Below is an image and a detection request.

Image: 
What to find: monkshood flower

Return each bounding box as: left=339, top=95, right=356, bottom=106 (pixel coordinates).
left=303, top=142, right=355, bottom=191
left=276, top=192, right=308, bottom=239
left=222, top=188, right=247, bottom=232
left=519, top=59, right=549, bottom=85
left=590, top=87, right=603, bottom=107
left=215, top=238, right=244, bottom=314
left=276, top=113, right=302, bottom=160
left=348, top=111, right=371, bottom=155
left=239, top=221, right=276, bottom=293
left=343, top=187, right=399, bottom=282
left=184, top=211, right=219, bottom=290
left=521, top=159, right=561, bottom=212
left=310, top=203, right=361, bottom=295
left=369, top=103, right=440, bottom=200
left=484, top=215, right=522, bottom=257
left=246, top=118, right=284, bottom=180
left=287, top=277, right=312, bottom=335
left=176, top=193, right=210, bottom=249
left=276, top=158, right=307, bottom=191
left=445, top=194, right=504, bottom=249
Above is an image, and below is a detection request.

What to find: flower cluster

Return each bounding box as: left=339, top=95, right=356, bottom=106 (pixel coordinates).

########

Activity:
Scan the data above and report each line in which "find" is present.

Result of the exercise:
What to find: monkshood flower
What to find: flower cluster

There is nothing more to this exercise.